◆ What is expected ◆
From the line with "Target: book on coffee table" through the final line of the entries below, write out each line exactly and nothing else.

══ Data for this exercise

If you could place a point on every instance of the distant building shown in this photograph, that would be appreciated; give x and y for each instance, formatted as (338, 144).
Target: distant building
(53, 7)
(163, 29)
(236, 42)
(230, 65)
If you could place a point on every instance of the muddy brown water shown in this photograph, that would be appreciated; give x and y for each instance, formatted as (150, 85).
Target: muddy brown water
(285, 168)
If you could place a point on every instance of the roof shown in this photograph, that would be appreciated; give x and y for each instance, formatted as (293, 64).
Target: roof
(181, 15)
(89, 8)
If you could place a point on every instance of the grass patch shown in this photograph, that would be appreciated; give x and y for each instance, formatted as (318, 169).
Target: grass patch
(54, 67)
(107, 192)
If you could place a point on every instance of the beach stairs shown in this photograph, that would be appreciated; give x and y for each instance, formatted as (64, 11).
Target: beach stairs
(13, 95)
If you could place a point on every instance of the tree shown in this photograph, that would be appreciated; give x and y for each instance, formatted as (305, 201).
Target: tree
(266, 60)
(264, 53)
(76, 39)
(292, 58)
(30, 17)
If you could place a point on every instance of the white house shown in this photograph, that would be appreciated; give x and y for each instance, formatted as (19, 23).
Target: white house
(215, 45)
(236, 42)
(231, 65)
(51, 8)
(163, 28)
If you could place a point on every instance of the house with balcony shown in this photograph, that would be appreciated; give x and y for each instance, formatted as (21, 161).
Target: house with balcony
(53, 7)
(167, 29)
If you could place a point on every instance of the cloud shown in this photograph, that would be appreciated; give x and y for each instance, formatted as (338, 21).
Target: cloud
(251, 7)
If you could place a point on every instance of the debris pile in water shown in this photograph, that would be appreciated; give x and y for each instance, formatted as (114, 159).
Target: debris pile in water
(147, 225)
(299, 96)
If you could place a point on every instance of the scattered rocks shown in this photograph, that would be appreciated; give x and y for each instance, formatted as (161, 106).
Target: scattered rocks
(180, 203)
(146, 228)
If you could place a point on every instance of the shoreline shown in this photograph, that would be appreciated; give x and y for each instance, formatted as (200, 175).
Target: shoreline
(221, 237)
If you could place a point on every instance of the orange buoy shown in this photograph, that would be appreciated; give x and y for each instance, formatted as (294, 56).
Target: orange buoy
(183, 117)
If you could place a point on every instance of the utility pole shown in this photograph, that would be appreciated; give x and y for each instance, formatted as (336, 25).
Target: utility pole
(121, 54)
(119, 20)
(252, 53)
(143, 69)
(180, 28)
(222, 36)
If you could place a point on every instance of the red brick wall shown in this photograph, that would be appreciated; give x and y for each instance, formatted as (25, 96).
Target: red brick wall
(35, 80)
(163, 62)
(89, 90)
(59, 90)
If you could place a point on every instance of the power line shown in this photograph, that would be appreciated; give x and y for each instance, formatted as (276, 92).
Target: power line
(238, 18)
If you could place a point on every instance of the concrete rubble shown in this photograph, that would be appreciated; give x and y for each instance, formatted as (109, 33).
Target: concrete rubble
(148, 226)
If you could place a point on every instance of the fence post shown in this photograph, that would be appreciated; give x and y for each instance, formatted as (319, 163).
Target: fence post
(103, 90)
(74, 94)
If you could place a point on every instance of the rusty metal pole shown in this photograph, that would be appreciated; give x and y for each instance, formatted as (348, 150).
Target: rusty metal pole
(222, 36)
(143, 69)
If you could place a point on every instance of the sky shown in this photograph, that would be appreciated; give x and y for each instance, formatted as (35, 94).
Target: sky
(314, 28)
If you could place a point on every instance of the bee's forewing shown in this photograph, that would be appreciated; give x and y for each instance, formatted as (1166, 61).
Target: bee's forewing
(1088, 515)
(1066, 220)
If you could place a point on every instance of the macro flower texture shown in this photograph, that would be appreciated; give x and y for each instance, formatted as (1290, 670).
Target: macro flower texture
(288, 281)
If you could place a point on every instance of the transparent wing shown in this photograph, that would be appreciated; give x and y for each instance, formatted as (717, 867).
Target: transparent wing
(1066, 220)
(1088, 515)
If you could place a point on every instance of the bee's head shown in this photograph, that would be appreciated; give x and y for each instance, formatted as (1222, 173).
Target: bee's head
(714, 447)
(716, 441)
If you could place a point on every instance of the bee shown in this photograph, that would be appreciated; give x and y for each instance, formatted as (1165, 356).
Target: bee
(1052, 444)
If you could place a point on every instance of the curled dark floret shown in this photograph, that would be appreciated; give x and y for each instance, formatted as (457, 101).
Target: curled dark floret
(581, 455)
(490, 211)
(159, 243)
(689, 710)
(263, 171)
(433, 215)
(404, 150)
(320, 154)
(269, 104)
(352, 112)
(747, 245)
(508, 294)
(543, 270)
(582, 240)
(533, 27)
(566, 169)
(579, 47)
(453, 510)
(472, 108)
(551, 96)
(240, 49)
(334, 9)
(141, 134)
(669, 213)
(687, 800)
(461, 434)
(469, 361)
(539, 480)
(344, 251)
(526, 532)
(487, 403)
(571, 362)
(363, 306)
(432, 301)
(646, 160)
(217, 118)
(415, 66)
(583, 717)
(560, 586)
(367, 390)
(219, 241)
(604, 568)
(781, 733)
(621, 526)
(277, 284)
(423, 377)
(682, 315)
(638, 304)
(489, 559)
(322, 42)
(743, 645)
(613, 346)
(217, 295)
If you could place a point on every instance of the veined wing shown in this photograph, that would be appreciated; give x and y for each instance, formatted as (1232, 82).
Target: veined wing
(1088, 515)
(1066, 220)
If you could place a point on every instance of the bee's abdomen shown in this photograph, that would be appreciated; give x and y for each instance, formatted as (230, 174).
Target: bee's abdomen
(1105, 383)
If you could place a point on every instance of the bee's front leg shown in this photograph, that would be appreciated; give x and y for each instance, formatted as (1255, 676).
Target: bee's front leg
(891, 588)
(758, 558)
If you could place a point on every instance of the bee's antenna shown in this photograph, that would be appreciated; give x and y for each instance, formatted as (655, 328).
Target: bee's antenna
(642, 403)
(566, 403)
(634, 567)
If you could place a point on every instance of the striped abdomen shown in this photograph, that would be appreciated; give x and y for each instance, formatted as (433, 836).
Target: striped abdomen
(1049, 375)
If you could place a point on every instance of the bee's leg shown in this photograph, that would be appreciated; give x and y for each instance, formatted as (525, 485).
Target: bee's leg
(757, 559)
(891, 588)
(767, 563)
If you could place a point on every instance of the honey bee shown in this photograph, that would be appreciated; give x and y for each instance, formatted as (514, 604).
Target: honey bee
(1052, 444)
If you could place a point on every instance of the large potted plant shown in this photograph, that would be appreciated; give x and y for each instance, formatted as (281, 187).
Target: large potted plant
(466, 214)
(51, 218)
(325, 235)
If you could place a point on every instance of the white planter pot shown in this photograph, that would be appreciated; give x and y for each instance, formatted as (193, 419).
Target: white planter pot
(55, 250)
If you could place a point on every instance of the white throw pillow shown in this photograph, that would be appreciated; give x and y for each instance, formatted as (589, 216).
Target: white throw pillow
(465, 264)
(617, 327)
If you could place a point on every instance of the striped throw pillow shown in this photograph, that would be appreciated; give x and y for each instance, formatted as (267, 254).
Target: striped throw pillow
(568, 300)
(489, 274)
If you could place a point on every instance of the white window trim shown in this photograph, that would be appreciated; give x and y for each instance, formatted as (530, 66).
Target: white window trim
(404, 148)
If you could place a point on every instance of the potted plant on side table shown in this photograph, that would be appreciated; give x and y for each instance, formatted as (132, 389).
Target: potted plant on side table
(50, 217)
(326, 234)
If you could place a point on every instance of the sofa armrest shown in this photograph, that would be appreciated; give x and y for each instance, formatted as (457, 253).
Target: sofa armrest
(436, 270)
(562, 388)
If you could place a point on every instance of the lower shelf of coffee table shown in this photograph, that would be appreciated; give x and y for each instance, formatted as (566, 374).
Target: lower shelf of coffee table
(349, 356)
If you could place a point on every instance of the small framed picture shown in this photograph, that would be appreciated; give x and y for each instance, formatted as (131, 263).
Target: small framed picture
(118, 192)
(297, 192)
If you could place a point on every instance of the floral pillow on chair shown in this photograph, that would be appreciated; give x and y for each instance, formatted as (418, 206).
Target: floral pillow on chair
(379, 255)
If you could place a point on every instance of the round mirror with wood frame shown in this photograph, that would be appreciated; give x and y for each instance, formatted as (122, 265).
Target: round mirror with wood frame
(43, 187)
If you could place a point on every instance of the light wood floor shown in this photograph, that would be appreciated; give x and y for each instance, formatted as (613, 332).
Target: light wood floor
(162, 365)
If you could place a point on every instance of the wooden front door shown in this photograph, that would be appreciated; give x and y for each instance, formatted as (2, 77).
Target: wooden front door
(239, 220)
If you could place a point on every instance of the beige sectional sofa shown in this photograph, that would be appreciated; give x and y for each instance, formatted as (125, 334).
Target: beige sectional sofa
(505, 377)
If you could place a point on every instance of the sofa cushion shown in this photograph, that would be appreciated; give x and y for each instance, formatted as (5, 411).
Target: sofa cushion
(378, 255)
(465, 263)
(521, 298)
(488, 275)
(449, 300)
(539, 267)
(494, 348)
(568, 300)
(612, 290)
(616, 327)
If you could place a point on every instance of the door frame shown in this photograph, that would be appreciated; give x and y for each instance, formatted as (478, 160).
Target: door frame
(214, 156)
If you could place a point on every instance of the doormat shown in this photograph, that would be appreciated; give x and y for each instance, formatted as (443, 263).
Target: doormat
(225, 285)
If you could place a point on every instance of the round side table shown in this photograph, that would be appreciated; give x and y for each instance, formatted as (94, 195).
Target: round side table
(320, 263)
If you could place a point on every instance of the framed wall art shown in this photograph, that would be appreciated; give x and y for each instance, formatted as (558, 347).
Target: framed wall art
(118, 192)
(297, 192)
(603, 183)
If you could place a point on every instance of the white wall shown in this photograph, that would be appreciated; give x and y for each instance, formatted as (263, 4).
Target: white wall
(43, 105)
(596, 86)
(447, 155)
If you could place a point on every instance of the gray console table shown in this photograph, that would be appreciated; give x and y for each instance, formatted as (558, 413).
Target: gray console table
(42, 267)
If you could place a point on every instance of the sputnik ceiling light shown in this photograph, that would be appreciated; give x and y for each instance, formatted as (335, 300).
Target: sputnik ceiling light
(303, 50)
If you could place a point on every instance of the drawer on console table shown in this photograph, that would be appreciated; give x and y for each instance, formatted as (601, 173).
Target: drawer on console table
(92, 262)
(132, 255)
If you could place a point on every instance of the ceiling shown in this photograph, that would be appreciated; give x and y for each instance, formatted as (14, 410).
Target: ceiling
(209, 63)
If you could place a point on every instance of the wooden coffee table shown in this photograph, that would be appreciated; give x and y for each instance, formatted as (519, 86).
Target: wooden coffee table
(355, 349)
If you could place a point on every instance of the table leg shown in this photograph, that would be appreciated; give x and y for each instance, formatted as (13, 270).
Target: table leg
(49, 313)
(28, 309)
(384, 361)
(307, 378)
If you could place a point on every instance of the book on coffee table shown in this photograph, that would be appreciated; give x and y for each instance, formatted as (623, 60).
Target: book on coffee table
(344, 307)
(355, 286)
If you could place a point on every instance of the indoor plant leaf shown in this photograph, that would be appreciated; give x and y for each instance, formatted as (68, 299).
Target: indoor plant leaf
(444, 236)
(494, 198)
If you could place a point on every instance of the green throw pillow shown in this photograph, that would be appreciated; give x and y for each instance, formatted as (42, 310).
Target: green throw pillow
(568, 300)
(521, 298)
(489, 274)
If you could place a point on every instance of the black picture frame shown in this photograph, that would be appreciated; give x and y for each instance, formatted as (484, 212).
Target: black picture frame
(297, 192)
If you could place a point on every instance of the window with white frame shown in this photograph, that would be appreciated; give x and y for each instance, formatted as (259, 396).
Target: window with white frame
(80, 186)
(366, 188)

════

◆ Completed task ◆
Target: book on coffee table
(344, 307)
(355, 286)
If you could place a point on every instance of the indoor plant leaf shown in this photograph, that would be appreciated; give x and y for each instance, formatted as (68, 299).
Target: indoor plant leaf
(444, 236)
(494, 198)
If you could place a point on every instance of the green throw pillow shown in this photograph, that would be appreciated; give x and y for each instance, formatted as (42, 310).
Target: green throw pillow
(568, 300)
(521, 298)
(489, 274)
If you could place a point on every instance of the black picture frame shown in this photograph, that would be appreciated; give x and y for each instance, formatted as (484, 212).
Target: black picture frame
(297, 192)
If you could place a point on every instance of the window with white frame shown in this photograph, that would be appreciated; give x and y for each instance, formatted as (259, 396).
Target: window with white frame
(80, 186)
(366, 188)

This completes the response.